▶ **ACTION ITEM**
Please write out all of the entries exactly as they appear.

Point-per-instance localization data:
-.-.-
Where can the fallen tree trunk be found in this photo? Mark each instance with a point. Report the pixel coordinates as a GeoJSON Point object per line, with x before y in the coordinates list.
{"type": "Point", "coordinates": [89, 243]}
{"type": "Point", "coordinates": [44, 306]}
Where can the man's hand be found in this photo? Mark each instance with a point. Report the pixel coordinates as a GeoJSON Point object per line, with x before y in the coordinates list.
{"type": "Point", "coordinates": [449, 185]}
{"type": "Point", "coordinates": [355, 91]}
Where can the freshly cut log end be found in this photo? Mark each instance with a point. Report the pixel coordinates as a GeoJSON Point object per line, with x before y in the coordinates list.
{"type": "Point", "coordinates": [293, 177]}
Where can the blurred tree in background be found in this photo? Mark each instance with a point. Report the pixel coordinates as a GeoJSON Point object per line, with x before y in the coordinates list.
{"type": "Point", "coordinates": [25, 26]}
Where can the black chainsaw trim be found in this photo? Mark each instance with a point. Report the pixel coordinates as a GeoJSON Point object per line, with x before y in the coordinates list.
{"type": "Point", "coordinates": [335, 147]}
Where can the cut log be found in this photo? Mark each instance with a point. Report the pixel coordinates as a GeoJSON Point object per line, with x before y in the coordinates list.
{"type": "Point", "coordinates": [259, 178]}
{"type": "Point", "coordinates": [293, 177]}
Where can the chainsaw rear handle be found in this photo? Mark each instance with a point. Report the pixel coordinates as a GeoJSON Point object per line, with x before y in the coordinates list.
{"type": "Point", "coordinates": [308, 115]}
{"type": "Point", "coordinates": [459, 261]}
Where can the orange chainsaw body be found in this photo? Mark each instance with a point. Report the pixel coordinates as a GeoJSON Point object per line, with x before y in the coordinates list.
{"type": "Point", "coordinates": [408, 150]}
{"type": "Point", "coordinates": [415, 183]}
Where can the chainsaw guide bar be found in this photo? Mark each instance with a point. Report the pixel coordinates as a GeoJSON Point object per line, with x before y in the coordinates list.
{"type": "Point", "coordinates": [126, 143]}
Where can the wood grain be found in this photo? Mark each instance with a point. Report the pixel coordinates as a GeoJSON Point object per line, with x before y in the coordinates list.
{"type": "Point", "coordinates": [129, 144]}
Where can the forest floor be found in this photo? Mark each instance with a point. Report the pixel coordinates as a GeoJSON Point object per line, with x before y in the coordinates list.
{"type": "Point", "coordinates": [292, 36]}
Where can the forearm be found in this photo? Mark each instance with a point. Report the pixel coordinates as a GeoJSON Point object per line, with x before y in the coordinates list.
-.-.-
▶ **SOLUTION TO THIS TASK**
Where can the fallen tree trunk be found in this photo? Mark each instance with a point. Report the pixel coordinates as a GeoJSON Point object per line, with x before y in the coordinates list.
{"type": "Point", "coordinates": [89, 243]}
{"type": "Point", "coordinates": [44, 306]}
Where can the man's hand be found in this photo? Mark each instance with a point. Report the pixel coordinates as a GeoJSON Point object per line, with x before y in the coordinates list.
{"type": "Point", "coordinates": [449, 185]}
{"type": "Point", "coordinates": [355, 91]}
Where can the freshly cut log end be found in this photo? Mark each instance with a point. Report the pixel coordinates as a GeoJSON Point object per line, with x before y in the coordinates list.
{"type": "Point", "coordinates": [293, 177]}
Where can the blurred tree in background be found in this photo? Mark each instance with a point. Report the pixel coordinates as a GeoJSON Point object per line, with x before y in the coordinates list.
{"type": "Point", "coordinates": [25, 26]}
Where can the black chainsaw trim be found in this photo? Mark each instance with a point. Report the pixel coordinates as a GeoJSON Point object per line, with x before y in the coordinates list.
{"type": "Point", "coordinates": [335, 147]}
Where can the cut log be found in this photo? Mark each instance with a point. Report the pixel coordinates as a GeoJSON Point object per line, with x before y in the coordinates list.
{"type": "Point", "coordinates": [259, 178]}
{"type": "Point", "coordinates": [293, 177]}
Where can the chainsaw rear handle be found in this photo? Mark each instance with a point. Report the pixel coordinates as a GeoJSON Point object per line, with x before y in the coordinates list.
{"type": "Point", "coordinates": [308, 115]}
{"type": "Point", "coordinates": [459, 261]}
Where can the orange chainsaw body be found in this photo? Mark each instance with a point. Report the pixel coordinates as a GeoJSON Point object per line, with x before y in the coordinates list.
{"type": "Point", "coordinates": [408, 150]}
{"type": "Point", "coordinates": [415, 183]}
Where can the chainsaw guide bar be found in this photo? Mark each instance with a point. Report the pixel coordinates as a GeoJSON Point object per line, with x before y in the coordinates list.
{"type": "Point", "coordinates": [126, 143]}
Where can the wood grain be found in this photo? Mark each instance with a point. Report the pixel coordinates as a GeoJSON Point object per line, with x before y in the coordinates list.
{"type": "Point", "coordinates": [129, 144]}
Where can the forest floor be found in this photo? Mark each instance with a point. Report the pixel coordinates as a GeoJSON Point object per line, with x before y in the coordinates list.
{"type": "Point", "coordinates": [292, 36]}
Where can the forearm be found in this photo? Mark each instance with a point. Report the pixel coordinates as a GeoJSON Point object per line, with x before y in the coordinates list.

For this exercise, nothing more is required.